═════ Records for processing ═════
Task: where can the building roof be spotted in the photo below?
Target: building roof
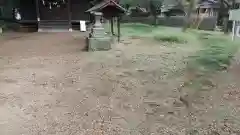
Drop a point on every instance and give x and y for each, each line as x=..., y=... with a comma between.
x=208, y=4
x=100, y=6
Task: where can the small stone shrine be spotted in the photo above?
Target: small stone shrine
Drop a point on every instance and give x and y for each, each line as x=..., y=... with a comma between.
x=98, y=40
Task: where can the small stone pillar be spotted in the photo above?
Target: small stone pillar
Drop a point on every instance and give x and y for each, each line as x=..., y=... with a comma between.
x=98, y=40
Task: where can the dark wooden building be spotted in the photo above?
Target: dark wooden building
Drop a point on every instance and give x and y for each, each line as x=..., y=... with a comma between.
x=62, y=14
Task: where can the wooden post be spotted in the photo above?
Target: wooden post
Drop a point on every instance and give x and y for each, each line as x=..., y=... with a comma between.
x=38, y=13
x=118, y=27
x=69, y=15
x=233, y=30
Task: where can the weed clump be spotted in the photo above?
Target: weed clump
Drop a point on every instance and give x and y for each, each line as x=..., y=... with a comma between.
x=170, y=39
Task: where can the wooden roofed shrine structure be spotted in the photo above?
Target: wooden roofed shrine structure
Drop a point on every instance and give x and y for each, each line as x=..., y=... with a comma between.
x=110, y=9
x=47, y=14
x=98, y=39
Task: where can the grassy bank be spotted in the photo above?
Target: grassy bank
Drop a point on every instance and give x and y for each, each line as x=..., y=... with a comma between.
x=214, y=51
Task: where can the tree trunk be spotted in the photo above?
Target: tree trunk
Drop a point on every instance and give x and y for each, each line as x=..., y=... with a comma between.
x=188, y=15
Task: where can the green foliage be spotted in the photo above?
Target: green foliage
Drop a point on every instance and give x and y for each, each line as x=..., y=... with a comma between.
x=170, y=39
x=216, y=54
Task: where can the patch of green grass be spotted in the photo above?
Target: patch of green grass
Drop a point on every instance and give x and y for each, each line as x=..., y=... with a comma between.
x=216, y=55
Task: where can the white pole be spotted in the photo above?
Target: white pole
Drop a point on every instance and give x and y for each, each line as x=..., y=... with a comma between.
x=233, y=30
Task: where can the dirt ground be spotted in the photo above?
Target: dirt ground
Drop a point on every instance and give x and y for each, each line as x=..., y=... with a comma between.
x=50, y=86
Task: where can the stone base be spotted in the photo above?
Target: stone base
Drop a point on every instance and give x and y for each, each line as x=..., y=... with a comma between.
x=99, y=44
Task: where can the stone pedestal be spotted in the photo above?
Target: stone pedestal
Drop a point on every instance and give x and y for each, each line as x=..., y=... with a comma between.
x=98, y=40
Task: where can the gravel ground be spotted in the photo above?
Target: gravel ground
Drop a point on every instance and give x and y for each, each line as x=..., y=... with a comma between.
x=50, y=86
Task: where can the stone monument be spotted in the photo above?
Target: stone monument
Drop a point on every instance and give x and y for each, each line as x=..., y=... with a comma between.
x=98, y=39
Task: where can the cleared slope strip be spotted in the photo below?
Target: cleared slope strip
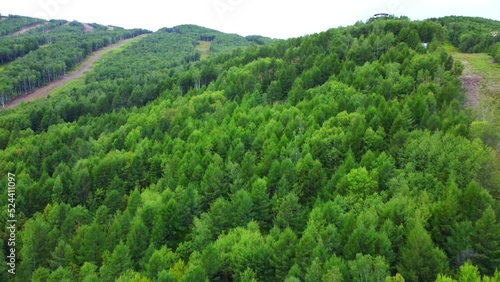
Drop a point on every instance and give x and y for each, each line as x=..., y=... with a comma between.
x=86, y=65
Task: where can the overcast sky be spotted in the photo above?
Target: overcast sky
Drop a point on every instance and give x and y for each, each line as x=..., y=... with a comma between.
x=278, y=19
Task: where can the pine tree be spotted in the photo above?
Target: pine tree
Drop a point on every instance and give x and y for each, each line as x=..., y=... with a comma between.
x=116, y=263
x=487, y=242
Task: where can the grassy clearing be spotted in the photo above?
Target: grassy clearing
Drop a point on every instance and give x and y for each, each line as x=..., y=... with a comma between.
x=488, y=108
x=119, y=49
x=204, y=48
x=74, y=83
x=481, y=64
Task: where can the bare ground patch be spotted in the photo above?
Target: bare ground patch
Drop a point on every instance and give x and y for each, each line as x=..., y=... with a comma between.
x=86, y=65
x=472, y=84
x=26, y=29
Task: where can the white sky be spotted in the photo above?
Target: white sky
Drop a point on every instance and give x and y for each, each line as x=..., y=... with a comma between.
x=278, y=19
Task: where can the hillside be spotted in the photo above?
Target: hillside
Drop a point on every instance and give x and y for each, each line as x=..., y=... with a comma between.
x=346, y=155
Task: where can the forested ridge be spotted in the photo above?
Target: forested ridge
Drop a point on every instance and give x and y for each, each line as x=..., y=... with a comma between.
x=346, y=155
x=43, y=55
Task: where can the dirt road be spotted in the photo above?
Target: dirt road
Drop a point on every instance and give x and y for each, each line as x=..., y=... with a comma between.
x=26, y=29
x=472, y=83
x=86, y=65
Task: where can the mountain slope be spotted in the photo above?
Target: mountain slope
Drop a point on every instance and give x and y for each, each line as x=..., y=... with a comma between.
x=325, y=157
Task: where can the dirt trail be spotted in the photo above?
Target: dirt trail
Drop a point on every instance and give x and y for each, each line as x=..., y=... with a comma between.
x=86, y=65
x=87, y=28
x=472, y=83
x=26, y=29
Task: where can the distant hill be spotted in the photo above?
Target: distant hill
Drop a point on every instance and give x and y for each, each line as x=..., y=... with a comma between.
x=193, y=155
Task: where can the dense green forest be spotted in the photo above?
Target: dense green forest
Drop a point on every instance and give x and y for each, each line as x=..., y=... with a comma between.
x=346, y=155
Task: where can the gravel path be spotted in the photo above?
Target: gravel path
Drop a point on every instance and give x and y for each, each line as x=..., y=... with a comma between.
x=472, y=83
x=86, y=65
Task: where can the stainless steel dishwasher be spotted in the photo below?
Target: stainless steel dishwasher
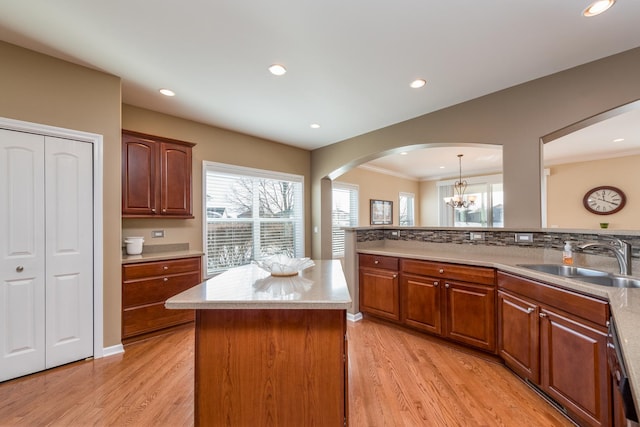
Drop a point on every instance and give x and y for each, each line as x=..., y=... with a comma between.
x=624, y=410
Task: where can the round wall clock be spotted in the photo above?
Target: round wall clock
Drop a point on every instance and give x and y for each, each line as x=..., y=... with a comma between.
x=604, y=200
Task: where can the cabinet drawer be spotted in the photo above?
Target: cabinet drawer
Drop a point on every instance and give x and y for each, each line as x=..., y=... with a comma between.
x=465, y=273
x=158, y=289
x=152, y=317
x=160, y=268
x=588, y=308
x=377, y=261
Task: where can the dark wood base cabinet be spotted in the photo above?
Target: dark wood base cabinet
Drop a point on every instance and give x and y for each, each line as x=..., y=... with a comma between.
x=557, y=340
x=379, y=292
x=145, y=288
x=554, y=338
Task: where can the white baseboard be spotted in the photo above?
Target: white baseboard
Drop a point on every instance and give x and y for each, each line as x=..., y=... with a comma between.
x=354, y=317
x=113, y=350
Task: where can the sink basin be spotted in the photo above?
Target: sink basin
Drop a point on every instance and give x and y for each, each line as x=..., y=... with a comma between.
x=613, y=281
x=565, y=270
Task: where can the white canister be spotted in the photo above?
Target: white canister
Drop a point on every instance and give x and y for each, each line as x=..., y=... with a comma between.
x=134, y=245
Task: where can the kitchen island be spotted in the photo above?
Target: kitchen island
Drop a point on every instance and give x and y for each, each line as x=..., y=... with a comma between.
x=270, y=350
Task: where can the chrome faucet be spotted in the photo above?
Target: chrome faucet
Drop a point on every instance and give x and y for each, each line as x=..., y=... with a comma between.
x=620, y=248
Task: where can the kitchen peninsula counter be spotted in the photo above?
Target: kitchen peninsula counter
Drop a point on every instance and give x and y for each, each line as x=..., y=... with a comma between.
x=270, y=350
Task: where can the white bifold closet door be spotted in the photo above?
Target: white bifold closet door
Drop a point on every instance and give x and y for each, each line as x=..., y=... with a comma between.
x=46, y=252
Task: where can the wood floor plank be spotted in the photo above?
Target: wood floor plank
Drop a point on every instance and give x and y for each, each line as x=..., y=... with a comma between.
x=396, y=378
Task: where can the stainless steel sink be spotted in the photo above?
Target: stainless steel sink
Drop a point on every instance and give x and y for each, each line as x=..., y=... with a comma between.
x=597, y=277
x=613, y=281
x=564, y=270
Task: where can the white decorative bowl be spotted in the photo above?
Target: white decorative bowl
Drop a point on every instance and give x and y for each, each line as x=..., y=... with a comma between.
x=283, y=266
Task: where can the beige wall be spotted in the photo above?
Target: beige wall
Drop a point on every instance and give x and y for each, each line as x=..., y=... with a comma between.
x=379, y=186
x=429, y=204
x=515, y=118
x=568, y=183
x=40, y=89
x=215, y=145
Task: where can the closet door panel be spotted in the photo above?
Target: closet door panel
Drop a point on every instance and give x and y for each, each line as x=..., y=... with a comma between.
x=69, y=248
x=22, y=254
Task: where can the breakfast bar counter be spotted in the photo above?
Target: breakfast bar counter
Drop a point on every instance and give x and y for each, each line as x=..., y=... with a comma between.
x=270, y=350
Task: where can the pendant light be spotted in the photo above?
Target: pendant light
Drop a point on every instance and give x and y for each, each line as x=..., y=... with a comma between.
x=459, y=201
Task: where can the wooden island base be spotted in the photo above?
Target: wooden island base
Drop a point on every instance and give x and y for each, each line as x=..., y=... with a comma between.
x=270, y=367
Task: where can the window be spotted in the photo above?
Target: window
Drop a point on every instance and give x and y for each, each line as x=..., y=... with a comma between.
x=344, y=213
x=406, y=205
x=487, y=210
x=250, y=214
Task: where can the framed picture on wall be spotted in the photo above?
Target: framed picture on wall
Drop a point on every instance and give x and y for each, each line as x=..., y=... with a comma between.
x=381, y=212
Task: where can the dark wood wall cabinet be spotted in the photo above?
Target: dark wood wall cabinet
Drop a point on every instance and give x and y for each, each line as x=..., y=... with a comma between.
x=557, y=340
x=452, y=301
x=145, y=288
x=156, y=177
x=553, y=338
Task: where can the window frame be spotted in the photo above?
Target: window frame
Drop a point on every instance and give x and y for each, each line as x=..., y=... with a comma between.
x=298, y=219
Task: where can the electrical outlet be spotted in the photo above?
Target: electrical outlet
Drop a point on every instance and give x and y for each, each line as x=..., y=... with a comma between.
x=524, y=237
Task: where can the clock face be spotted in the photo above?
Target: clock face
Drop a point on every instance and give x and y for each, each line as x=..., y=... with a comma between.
x=604, y=200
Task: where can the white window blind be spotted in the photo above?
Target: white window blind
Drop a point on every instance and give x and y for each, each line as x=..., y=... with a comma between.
x=250, y=214
x=407, y=211
x=344, y=213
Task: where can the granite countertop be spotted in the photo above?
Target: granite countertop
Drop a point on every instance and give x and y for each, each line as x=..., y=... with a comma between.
x=624, y=303
x=322, y=286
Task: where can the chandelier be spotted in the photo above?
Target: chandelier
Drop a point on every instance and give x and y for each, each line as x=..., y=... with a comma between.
x=459, y=200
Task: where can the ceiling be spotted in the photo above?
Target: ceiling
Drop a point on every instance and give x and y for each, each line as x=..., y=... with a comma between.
x=349, y=62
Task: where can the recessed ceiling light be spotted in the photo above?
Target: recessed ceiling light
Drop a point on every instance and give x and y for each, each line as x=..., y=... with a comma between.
x=418, y=83
x=597, y=7
x=277, y=70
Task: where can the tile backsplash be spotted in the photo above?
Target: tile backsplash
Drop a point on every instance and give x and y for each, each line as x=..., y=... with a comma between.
x=543, y=239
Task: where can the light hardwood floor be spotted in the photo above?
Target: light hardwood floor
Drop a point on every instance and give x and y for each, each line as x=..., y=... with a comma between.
x=396, y=378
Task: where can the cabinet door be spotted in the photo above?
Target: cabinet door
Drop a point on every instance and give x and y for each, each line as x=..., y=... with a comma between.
x=139, y=176
x=379, y=293
x=574, y=368
x=421, y=299
x=470, y=314
x=175, y=179
x=518, y=336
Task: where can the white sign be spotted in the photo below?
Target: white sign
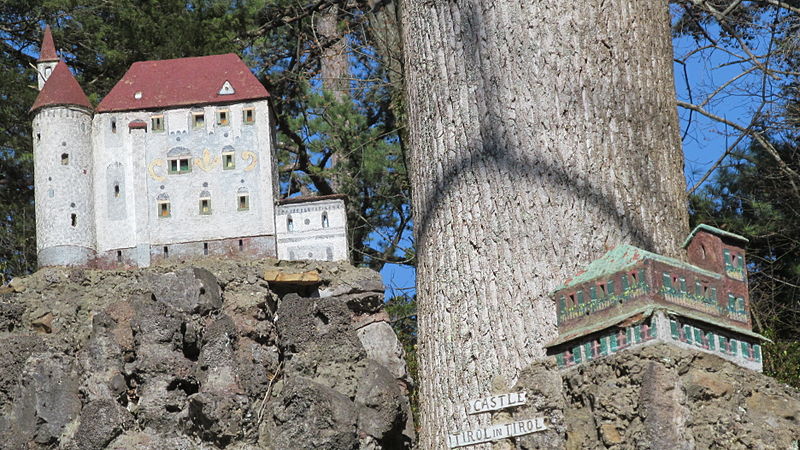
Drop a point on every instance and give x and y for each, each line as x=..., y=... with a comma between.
x=496, y=432
x=496, y=402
═════
-- Given instruction --
Rewrite the items in the stretch from the line containing "Task: where can the distant" through the line containing "x=113, y=350", changing "cabinet" to "cupboard" and keeping everything else the same. Leave the pictures out of your answer.

-- Task result --
Task: where can the distant hill be spotted in the photo above?
Target: distant hill
Drop a point on every instance and give x and y for each, each line as x=..., y=... with a comma between.
x=193, y=155
Task: where can the dense green forest be spotted in the photo above?
Target: dense green forest
Drop a point on every instance and give x and y for each, each line as x=..., y=... with a comma between.
x=346, y=155
Task: where can the gravel path be spotted in the photo above?
Target: gravel path
Drop a point on every instance and give x and y for each, each line as x=..., y=... with a comma between.
x=472, y=83
x=86, y=65
Task: where can the stainless steel dishwasher be spotted in the photo below?
Target: stainless steel dishwasher
Drop a point on every instance and give x and y for each, each line as x=..., y=... with a comma between.
x=624, y=410
Task: where can the round wall clock be spotted in the photo above?
Target: round wall clock
Drop a point on every instance and give x and y for each, each line as x=..., y=... with a comma between.
x=604, y=200
Task: where can the cupboard drawer be spotted in the photo above?
Target: cupboard drawer
Drop a point on every instance and give x and y for each, each line as x=..., y=... with a comma between.
x=465, y=273
x=158, y=289
x=152, y=317
x=160, y=268
x=588, y=308
x=377, y=261
Task: where can the dark wood base cupboard be spotted in the photo above?
Target: dark wood base cupboard
Drop a point on every instance and give x and y for each, each line as x=..., y=... with a comma between.
x=557, y=340
x=379, y=292
x=145, y=288
x=554, y=338
Task: where can the white baseboard be spotted in the photo above?
Target: white baseboard
Drop a point on every instance and give x and y for each, each line as x=..., y=... with a comma between.
x=354, y=317
x=113, y=350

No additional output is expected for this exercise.